Point annotation records
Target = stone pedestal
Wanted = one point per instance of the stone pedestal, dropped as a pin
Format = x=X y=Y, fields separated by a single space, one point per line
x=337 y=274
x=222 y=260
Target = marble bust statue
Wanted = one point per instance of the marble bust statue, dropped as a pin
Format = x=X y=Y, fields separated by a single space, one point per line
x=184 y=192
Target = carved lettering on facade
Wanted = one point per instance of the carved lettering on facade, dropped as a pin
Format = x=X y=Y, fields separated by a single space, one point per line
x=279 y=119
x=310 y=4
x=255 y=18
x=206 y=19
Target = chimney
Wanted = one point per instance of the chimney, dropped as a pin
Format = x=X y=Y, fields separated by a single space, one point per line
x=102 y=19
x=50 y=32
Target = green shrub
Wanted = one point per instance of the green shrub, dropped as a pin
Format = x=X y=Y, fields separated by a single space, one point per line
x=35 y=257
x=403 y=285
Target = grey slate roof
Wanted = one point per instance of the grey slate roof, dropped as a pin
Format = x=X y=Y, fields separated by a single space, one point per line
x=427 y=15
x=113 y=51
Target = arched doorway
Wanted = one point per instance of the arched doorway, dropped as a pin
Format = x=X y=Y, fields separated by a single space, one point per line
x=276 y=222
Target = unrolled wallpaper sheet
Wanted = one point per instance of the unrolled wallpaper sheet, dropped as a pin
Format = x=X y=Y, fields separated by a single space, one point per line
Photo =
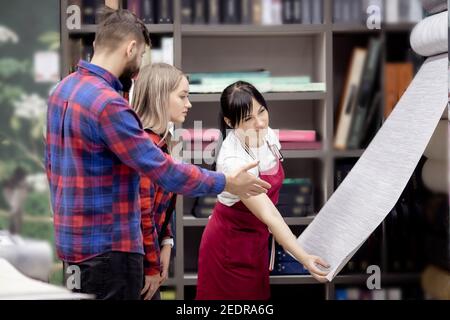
x=429 y=36
x=377 y=180
x=434 y=6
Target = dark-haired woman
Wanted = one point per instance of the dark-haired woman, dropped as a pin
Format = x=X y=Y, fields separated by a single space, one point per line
x=234 y=252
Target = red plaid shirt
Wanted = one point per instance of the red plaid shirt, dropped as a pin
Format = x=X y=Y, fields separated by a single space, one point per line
x=95 y=151
x=154 y=204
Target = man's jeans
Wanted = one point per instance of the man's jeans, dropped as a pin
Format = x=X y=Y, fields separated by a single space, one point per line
x=113 y=275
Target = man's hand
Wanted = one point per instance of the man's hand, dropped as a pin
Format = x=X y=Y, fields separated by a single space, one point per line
x=311 y=263
x=165 y=262
x=244 y=184
x=151 y=285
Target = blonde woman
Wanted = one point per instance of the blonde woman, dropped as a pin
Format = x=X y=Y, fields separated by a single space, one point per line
x=160 y=96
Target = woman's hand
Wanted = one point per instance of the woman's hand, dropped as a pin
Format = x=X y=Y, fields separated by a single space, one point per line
x=165 y=262
x=151 y=285
x=311 y=263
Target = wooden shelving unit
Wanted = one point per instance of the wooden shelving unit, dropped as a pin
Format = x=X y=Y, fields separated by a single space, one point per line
x=291 y=49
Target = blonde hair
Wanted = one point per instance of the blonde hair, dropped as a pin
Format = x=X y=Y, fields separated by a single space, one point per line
x=151 y=97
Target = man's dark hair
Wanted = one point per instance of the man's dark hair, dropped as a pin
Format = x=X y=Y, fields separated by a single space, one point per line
x=115 y=26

● Do this: Return every line of the material above word for word, leaving out the pictures.

● Written answer:
Target = stone pedestal
Wanted = one point per instance of the stone pedestal, dropped as a pin
Format = x=X y=Y, fields separated by a single space, one point per line
x=337 y=274
x=222 y=260
Target = marble bust statue
Wanted = one point per instance of the marble bust statue, dropped as a pin
Format = x=X y=Y, fields separated by a single space, one point per line
x=184 y=192
Target = carved lettering on facade
Wanted = one point per instance of the carved lettering on facade, dropped as a pin
Format = x=X y=Y, fields separated by a single space, one point per line
x=279 y=119
x=310 y=4
x=255 y=18
x=206 y=19
Target = chimney
Wanted = one point per instance of the chimney, dropped as a pin
Format = x=X y=Y, fields separated by a single space, one point per line
x=102 y=19
x=50 y=32
Target = green shrub
Wanted = one point per instance of the green shrub, dropped as a pin
Format = x=X y=Y, fields separated by a single space, one point per line
x=35 y=257
x=403 y=285
Target = grey slate roof
Wanted = one point per instance of the grey slate roof, dropped as a pin
Format = x=X y=Y, fields separated by a single space, one point per line
x=427 y=15
x=113 y=51
Target = arched doorway
Wanted = one point per instance of the arched doorway, dropped as a pin
Format = x=X y=Y, fields separated by a single space, one point per line
x=276 y=222
Target = unrolled wallpaper sheet
Wanted = one point per instance of the unrolled wallpaper sheet, dropped as a pin
Format = x=X y=Y, fields separated by a single space, one point per line
Photo =
x=429 y=36
x=377 y=180
x=434 y=6
Target = dark-haired woman
Wanted = one point per instance of the dark-haired woman, dropped as a pin
Format = x=X y=Y, fields separated by a single space, one point per line
x=234 y=252
Target = red plaid shirt
Wanted = one point per instance of the red plaid shirt, dropped as a pin
Format = x=X y=Y, fields separated by a single space, one point per line
x=95 y=151
x=154 y=204
Target = man's jeans
Wanted = one point per instance of the man's jeans, dropped as a pin
Format = x=X y=Y, fields separated by a single space, one point per line
x=113 y=275
Target = man's hand
Wanted = one point per instance of the man's hand, dropped as a pin
Format = x=X y=Y, fields separated by a single space, one point per line
x=311 y=263
x=165 y=262
x=244 y=184
x=151 y=285
Target = blonde woman
Wanted = one point per instance of the blonde woman, dropped as a pin
Format = x=X y=Y, fields separated by a single space, one point per line
x=160 y=96
Target = woman's hand
Wanted = one point per instance of the woman's hand, dropped as a pin
Format = x=X y=Y, fields separated by a single space, one point per line
x=165 y=262
x=151 y=285
x=311 y=263
Target = wooden shelving unit
Wanted = one point per instance of the wooden shelving unit, dropped as a pin
Format = x=X y=Y, fields separated by a single space, one point per line
x=291 y=49
Target = blonde hair
Wanted = one point per instance of the blonde hair, dropped as a pin
Format = x=X y=Y, fields separated by a single space, one point per line
x=151 y=97
Target = man's dark hair
Wanted = one point per instance of the man's dark hair, dropped as a pin
Format = x=X y=Y, fields separated by a single space, one point per line
x=115 y=26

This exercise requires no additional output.